__Tarefas__.
1. Reescreva em forma de lista o parágrafo do ensaio abaixo que começa com "Eu já escrevi um texto inteiro sobre isso" e mantenha seus fatos principais.
2. Dê continuidade ao ensaio sobre inteligência artificial e games apresentado abaixo, a partir de sua última frase.
====== Texto
Inteligência artificial e games - um ensaio

Olá. Eu estou decepcionado, bravo, revoltado e com vários outros sentimentos ruins em relação às Inteligências Artificiais (IAs). A coisa é tão pra baixo e tão extensa que estou até com dificuldade de organizar as ideias e fazer as ligações entre elas.

Então segue aqui um rascunho mais ou menos organizado pra ver se sai alguma coisa razoável e, depois, eu tento um texto mais conciso pra por na revista, que TALVEZ saia em janeiro.


Antes de começar: como eu vejo o uso de inteligência artificial como professor

Eu já escrevi um texto inteiro sobre isso nesta postagem e reitero dois pontos importantes: em primeiro lugar, o atual sistema de avaliação favorece uma relação utilitarista com o saber, ou seja, os alunos não trabalham para adquirir novos conhecimentos ou se formarem enquanto pessoas, mas realizam as atividades escolares simplesmente pela nota; e, em segundo, qual a diferença entre o aluno que copia um texto da IA e o estudante dos anos 1980 e 1990 que simplesmente copiava seus trabalhos das enciclopédias?

Dito isso, em razão dessas questões, que eu gostaria de classificar como estruturais do sistema de ensino, ainda não tenho uma posição clara sobre o uso de IAs na educação. Mas a minha atual tendência é pensar que quem não dominar quaisquer novas tecnologias vai ficar para trás de alguma maneira e, ainda, que pessoas em fase de formação têm dificuldades em encontrar os erros ou lacunas presentes nos textos gerados por este tipo de tecnologia.

Complexo.

Como eu vejo a Inteligência Artificial em escala generalista

A criação e uso de Inteligência Artificial (IA) nada mais é do que a tentativa de fazer os computadores responderem de maneira semelhante a humanos quando colocados para resolver tarefas que envolvam raciocínio, aprendizado e adaptação.
============
====== Listagem fornecida
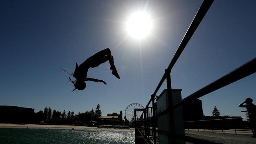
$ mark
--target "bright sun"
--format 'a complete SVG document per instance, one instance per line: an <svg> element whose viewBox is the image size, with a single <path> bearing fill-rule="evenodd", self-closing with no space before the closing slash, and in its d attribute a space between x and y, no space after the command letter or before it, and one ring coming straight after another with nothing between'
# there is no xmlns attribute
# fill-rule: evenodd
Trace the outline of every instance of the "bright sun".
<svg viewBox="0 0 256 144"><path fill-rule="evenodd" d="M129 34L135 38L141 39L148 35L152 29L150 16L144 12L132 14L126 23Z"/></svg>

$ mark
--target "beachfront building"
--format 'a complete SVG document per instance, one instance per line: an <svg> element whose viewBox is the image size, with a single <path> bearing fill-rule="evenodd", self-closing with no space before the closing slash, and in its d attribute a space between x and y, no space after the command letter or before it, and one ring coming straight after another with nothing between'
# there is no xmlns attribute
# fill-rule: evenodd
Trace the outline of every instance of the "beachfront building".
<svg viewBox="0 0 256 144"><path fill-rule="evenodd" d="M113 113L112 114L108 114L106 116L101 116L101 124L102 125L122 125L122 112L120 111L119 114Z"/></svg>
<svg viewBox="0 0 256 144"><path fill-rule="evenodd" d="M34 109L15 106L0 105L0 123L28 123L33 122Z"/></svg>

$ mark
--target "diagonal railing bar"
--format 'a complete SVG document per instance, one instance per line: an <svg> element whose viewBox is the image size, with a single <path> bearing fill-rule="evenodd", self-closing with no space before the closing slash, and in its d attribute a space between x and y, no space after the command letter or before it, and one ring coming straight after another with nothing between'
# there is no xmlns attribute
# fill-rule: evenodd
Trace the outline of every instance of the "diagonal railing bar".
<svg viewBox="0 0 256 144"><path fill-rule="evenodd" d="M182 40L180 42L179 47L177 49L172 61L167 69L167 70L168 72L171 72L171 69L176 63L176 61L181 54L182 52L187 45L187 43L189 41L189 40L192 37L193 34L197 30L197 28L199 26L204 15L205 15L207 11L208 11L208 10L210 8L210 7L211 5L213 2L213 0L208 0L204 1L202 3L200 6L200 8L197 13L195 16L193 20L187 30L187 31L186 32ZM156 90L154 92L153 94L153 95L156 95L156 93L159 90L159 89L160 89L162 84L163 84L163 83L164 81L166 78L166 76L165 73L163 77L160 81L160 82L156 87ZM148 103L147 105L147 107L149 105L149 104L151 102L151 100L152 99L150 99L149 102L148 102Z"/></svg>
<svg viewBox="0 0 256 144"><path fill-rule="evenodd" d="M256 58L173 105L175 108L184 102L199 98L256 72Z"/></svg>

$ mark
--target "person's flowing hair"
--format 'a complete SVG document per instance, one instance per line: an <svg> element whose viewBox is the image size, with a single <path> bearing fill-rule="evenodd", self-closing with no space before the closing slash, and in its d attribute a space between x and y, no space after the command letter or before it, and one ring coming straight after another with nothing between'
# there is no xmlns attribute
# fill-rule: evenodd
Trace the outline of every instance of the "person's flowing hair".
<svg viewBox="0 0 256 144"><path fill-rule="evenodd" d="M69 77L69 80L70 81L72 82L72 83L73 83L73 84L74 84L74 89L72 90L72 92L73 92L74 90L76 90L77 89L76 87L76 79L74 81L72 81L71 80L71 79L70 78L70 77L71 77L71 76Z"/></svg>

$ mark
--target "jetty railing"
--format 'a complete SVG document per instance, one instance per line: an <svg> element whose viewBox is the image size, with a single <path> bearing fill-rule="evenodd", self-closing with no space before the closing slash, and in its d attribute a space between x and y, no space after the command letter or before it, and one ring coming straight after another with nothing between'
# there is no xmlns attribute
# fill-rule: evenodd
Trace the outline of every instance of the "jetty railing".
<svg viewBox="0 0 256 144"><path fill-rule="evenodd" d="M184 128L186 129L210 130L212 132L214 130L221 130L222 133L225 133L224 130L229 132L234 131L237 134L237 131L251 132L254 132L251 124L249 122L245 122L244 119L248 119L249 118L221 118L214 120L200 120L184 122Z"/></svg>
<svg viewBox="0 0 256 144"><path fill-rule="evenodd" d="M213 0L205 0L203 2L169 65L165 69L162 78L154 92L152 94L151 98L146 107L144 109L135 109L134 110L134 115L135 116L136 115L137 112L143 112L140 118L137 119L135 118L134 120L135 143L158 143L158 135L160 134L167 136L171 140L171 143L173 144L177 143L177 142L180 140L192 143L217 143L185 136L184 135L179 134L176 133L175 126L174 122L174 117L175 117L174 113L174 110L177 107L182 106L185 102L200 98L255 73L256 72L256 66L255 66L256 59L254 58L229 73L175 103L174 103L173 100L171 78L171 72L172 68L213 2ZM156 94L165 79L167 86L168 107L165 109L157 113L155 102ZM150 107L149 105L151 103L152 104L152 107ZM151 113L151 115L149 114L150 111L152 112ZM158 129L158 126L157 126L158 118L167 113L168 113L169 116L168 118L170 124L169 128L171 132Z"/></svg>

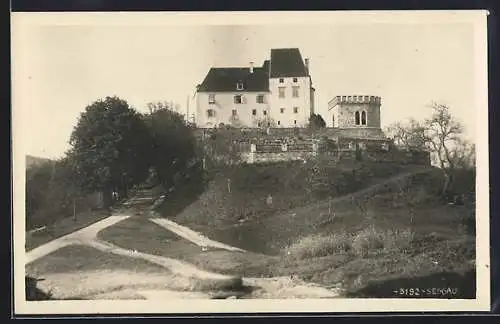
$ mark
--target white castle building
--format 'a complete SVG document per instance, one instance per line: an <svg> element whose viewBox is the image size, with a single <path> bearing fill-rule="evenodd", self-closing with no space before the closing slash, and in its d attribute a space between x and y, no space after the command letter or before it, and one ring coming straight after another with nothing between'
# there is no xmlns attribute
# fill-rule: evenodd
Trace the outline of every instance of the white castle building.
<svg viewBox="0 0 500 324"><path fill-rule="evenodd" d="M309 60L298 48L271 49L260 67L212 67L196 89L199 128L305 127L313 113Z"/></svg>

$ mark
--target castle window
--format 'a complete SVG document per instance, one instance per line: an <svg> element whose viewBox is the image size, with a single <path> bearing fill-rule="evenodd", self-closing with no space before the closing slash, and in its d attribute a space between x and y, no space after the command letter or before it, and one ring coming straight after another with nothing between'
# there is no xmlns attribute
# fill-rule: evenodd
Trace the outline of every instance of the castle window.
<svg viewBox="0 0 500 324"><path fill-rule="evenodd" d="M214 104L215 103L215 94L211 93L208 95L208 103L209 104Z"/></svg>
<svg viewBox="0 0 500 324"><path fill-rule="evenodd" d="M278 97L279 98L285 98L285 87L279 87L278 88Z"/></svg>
============
====== Listagem fornecida
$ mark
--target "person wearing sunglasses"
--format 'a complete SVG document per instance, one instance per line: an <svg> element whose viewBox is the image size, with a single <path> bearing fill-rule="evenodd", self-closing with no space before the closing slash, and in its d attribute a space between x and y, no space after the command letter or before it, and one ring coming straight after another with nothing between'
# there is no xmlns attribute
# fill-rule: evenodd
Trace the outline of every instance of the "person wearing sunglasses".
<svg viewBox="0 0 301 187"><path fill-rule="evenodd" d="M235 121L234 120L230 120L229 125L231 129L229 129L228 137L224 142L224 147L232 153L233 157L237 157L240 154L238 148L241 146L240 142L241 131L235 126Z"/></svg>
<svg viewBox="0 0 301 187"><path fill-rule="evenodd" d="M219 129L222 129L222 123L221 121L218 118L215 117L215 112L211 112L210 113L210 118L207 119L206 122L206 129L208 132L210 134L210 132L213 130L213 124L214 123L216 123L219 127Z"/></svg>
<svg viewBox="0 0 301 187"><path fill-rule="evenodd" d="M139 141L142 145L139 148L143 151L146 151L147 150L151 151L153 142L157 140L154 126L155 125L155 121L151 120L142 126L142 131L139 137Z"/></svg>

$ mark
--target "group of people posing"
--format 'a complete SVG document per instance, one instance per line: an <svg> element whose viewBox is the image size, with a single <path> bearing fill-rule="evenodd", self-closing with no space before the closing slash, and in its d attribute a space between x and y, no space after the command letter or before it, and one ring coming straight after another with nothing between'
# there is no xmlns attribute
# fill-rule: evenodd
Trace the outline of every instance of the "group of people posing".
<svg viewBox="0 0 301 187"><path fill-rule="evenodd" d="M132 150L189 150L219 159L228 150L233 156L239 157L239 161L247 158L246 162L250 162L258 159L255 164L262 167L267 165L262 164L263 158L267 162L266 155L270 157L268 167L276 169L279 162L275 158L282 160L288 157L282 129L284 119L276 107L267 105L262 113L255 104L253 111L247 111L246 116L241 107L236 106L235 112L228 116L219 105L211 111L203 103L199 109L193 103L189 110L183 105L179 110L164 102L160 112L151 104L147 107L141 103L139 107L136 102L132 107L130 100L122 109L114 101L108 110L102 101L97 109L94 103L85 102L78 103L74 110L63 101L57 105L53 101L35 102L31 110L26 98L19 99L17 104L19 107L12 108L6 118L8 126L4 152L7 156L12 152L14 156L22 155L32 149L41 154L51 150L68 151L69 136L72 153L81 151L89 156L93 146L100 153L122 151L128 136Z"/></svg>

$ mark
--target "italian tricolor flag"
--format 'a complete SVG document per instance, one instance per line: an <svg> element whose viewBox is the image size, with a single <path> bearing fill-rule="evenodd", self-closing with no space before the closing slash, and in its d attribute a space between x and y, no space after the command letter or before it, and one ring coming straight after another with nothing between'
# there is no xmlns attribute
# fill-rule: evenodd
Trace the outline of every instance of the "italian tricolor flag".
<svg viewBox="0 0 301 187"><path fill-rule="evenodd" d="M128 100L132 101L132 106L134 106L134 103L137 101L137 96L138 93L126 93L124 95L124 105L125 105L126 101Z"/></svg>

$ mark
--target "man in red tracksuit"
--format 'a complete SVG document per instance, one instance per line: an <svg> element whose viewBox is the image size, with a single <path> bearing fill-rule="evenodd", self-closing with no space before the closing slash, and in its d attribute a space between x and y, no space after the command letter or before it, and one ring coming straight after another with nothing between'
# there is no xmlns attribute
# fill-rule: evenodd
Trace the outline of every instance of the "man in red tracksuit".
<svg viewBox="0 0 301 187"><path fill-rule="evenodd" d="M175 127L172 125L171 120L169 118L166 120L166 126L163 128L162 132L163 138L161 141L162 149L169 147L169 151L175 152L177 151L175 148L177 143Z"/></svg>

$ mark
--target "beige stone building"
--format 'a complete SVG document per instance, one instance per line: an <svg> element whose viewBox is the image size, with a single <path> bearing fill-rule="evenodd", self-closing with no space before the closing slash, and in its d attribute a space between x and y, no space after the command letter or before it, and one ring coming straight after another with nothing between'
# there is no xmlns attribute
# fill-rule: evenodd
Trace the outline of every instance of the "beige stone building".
============
__Respostas__.
1.
- O tema já foi tratado em um texto inteiro de outra postagem, do qual se reiteram dois pontos.
- Primeiro ponto: o atual sistema de avaliação favorece uma relação utilitarista com o saber. Os alunos realizam as atividades escolares apenas pela nota, e não para adquirir novos conhecimentos ou se formarem enquanto pessoas.
- Segundo ponto: questiona-se qual a diferença entre o aluno que copia um texto da IA e o estudante dos anos 1980 e 1990 que copiava seus trabalhos das enciclopédias.

2.
O primeiro problema que aparece, e tem até um paralelo histórico, é que a IA esta sendo a aposta de diversas empresas e analistas como o fator decisivo na passagem da Terceira Revolução Industrial, que também é chamada de Era da Informação, para a Quarta Revolução Industrial ou somente Indústria 4.0.

A Terceira Revolução Industrial pode ser caracterizada como o período que começa após a II Guerra Mundial, mais especificamente, a partir de 1947 com a criação do transistor, que permitiu o desenvolvimento de processadores de computador e, depois, o surgimento de uma série de aplicações econômicas e novas áreas do conhecimento, como informática, robótica e química fina.

Em razão disso, no início do século XXI tivemos mudanças tão intensas em comparação com o período de criação do primeiro processador de computador, que passamos a classificar o período em que vivemos Indústria 4.0.

Faz sentido.

Só que, como estamos vivendo um período de transição, fica difícil identificar o fator determinante para a transformação que está em andamento e que não é causada por uma única mudança ou tecnologia.

Apostar na IA como ator principal da passagem para a indústria 4.0, logo depois de falhar miseravelmente fazendo a mesma coisa com a Internet das Coisas (IoT - Internet of Things), é, no mínimo, apressado. Mas as pessoas que tomam decisões nas empresas decidiram que tudo tem que ter IA e ela passou a ser a cura para todos os males de qualquer área da tecnologia.

Temos uma bolha. Tudo relacionado a inteligência artificial está ganhando mais atenção e custando muito mais caro do que deveria. As empresas de IA fazem investimentos bilionários apostando que elas conseguirão monopólio no futuro, as ações sobem, mas o valor real é uma fração ínfima de todos esses valores.

Para deixar a coisa clara usando um economiquês barato: basta dizer que uma empresa, produto ou serviço vai ser feito utilizando Inteligência Artificial, ou simplesmente deixará que os consumidores usem este recurso, que já se ganha a confiança do mercado e investidores começam a colocar seu dinheiro ali.

Felizmente, já tem analistas apontando pra isso e parece que essa febre vai diminuir um pouco na economia. Mas, infelizmente, na área de TI, parece que só vai piorar.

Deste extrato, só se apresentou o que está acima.